Exercise
Edit the rows below by replacing "rough mask" with "coarse mask" everywhere it appears, leaving everything else unchanged. Do not include the pictures in your answer.

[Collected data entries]
--------------------------------

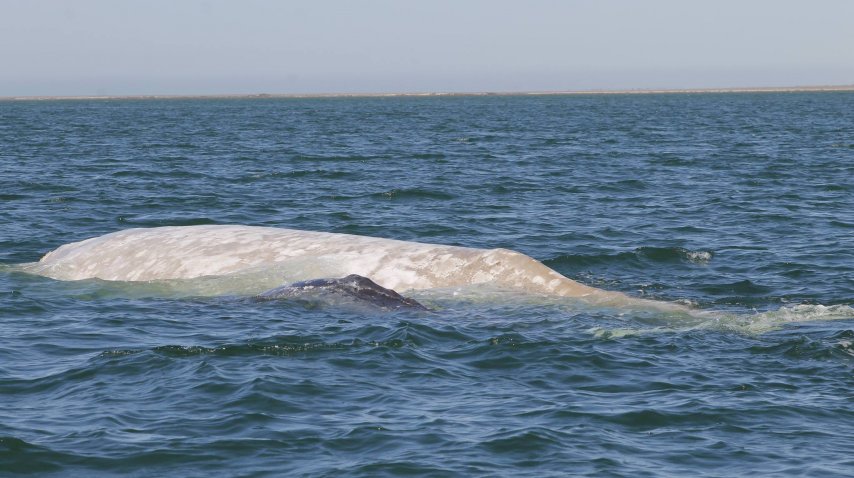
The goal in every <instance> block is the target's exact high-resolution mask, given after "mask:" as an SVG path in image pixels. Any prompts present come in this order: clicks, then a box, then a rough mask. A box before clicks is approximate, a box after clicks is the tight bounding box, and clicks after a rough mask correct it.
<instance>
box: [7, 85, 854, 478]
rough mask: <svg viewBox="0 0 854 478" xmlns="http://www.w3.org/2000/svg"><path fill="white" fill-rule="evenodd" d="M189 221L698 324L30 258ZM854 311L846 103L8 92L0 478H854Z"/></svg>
mask: <svg viewBox="0 0 854 478" xmlns="http://www.w3.org/2000/svg"><path fill="white" fill-rule="evenodd" d="M196 224H245V225H260V226H273V227H285V228H295V229H306V230H314V231H326V232H337V233H348V234H358V235H369V236H380V237H386V238H394V239H402V240H407V241H419V242H429V243H440V244H452V245H460V246H468V247H479V248H495V247H503V248H509V249H514V250H517V251H520V252H523V253H525V254H527V255H529V256H531V257H534V258H536V259H537V260H540V261H542V262H543V263H545V264H546V265H548V266H549V267H552V268H553V269H555V270H557V271H559V272H560V273H562V274H564V275H566V276H568V277H570V278H573V279H575V280H577V281H580V282H582V283H584V284H588V285H591V286H595V287H599V288H603V289H608V290H615V291H621V292H624V293H626V294H629V295H631V296H634V297H641V298H647V299H654V300H660V301H670V302H679V303H682V304H686V305H689V306H691V307H693V308H694V309H696V310H697V311H698V312H700V313H699V314H697V316H696V317H694V318H685V317H683V318H678V317H676V318H674V317H672V316H667V315H663V314H657V313H655V312H651V311H649V310H647V311H641V310H633V309H631V308H625V309H621V308H604V307H596V306H592V305H590V304H586V303H584V302H583V301H580V300H577V299H574V300H573V299H561V298H551V297H541V296H533V295H525V294H521V293H518V294H517V293H513V292H512V291H500V290H489V288H488V287H471V288H463V289H459V290H454V291H414V292H407V291H399V292H402V293H404V294H406V295H408V296H411V297H413V298H415V299H417V300H419V301H421V302H422V303H424V304H425V305H427V306H429V307H430V308H431V309H433V311H432V312H423V311H405V310H402V311H387V310H381V309H373V308H370V307H354V306H352V304H345V303H335V302H334V301H332V302H324V301H313V300H283V301H272V302H257V301H253V300H251V299H249V298H248V297H246V296H242V295H240V294H224V293H221V294H205V293H202V292H199V291H201V290H204V288H195V289H194V288H192V287H191V288H189V289H182V290H177V289H175V288H170V287H168V286H166V285H163V284H141V283H121V282H107V281H100V280H85V281H77V282H63V281H56V280H51V279H48V278H45V277H40V276H35V275H31V274H27V273H24V272H21V271H20V270H19V268H18V267H17V264H21V263H27V262H33V261H37V260H38V259H39V258H40V257H41V256H42V255H44V254H45V253H47V252H48V251H51V250H52V249H55V248H56V247H58V246H60V245H62V244H65V243H69V242H73V241H79V240H83V239H86V238H89V237H94V236H98V235H102V234H106V233H109V232H114V231H118V230H122V229H127V228H136V227H156V226H167V225H196ZM193 291H196V292H193ZM852 307H854V93H846V92H832V93H726V94H661V95H658V94H649V95H574V96H481V97H381V98H321V99H264V98H257V99H167V100H71V101H4V102H0V475H2V476H12V475H18V474H32V475H37V476H93V477H96V476H146V477H148V476H158V477H159V476H187V477H193V476H200V477H201V476H205V477H207V476H246V477H250V476H335V477H339V476H347V477H349V476H360V477H374V476H402V475H406V476H413V475H414V476H514V477H519V476H530V477H543V476H625V477H659V476H662V477H665V476H672V477H684V476H694V477H712V476H722V477H723V476H748V475H749V476H816V477H834V476H840V477H841V476H854V308H852Z"/></svg>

--------------------------------

Response area
The goal in every <instance> block is the target's exact high-resolution mask, given after "mask:" as an SVG path in image pixels. Any prompts present come in this order: clicks, then a box, then a coarse mask. A box before clicks is approximate, a box after clicks is the tight bounding box, and clicks after a coarse mask correct it.
<instance>
box: [7, 85, 854, 478]
coarse mask: <svg viewBox="0 0 854 478" xmlns="http://www.w3.org/2000/svg"><path fill="white" fill-rule="evenodd" d="M189 221L698 324L30 258ZM854 311L846 103L8 92L0 478H854Z"/></svg>
mask: <svg viewBox="0 0 854 478" xmlns="http://www.w3.org/2000/svg"><path fill="white" fill-rule="evenodd" d="M196 224H245V225H260V226H273V227H285V228H295V229H306V230H314V231H326V232H337V233H348V234H358V235H369V236H380V237H386V238H394V239H402V240H407V241H419V242H429V243H440V244H452V245H460V246H468V247H479V248H495V247H503V248H509V249H514V250H517V251H520V252H523V253H525V254H527V255H529V256H531V257H534V258H536V259H537V260H540V261H542V262H543V263H545V264H546V265H548V266H549V267H552V268H553V269H555V270H557V271H559V272H560V273H562V274H564V275H566V276H568V277H570V278H573V279H575V280H577V281H580V282H582V283H584V284H588V285H591V286H595V287H599V288H603V289H608V290H615V291H621V292H624V293H626V294H629V295H631V296H634V297H641V298H647V299H654V300H660V301H670V302H679V303H682V304H686V305H689V306H691V307H693V308H694V309H696V310H697V311H698V312H700V313H699V314H697V316H696V317H694V318H685V317H683V318H678V317H676V318H674V317H672V316H667V315H663V314H657V313H655V312H651V311H649V310H647V311H641V310H633V309H631V308H625V309H621V308H604V307H596V306H592V305H590V304H586V303H584V302H583V301H580V300H577V299H574V300H573V299H561V298H551V297H541V296H533V295H525V294H521V293H518V294H517V293H513V292H512V291H500V290H489V288H488V287H471V288H463V289H459V290H454V291H414V292H407V291H399V292H402V293H404V294H406V295H408V296H411V297H413V298H415V299H417V300H419V301H421V302H422V303H424V304H425V305H427V306H429V307H430V308H431V309H433V311H432V312H423V311H405V310H402V311H387V310H381V309H373V308H370V307H354V306H352V304H345V303H335V302H334V301H332V302H324V301H313V300H283V301H272V302H257V301H253V300H251V299H249V298H248V297H246V296H242V295H240V294H224V293H221V294H205V293H202V292H199V291H201V290H204V288H195V289H194V288H192V287H191V288H189V289H182V290H177V289H175V288H170V287H168V286H166V285H163V284H141V283H121V282H107V281H100V280H85V281H77V282H63V281H56V280H51V279H48V278H45V277H40V276H35V275H31V274H27V273H24V272H21V271H20V270H19V268H18V267H17V264H21V263H27V262H33V261H37V260H38V259H39V258H40V257H41V256H42V255H44V254H45V253H47V252H48V251H51V250H52V249H55V248H56V247H58V246H60V245H62V244H65V243H69V242H73V241H79V240H83V239H86V238H89V237H94V236H98V235H102V234H106V233H109V232H114V231H118V230H122V229H127V228H136V227H156V226H167V225H196ZM193 291H196V292H193ZM852 307H854V93H846V92H832V93H726V94H661V95H658V94H649V95H574V96H481V97H381V98H321V99H264V98H257V99H167V100H71V101H4V102H0V475H2V476H12V475H18V474H32V475H37V476H93V477H96V476H146V477H148V476H158V477H159V476H187V477H193V476H200V477H201V476H205V477H207V476H246V477H250V476H335V477H339V476H347V477H349V476H360V477H374V476H402V475H406V476H413V475H414V476H514V477H519V476H530V477H543V476H625V477H659V476H662V477H665V476H672V477H684V476H694V477H712V476H722V477H723V476H748V475H749V476H816V477H834V476H840V477H841V476H854V308H852Z"/></svg>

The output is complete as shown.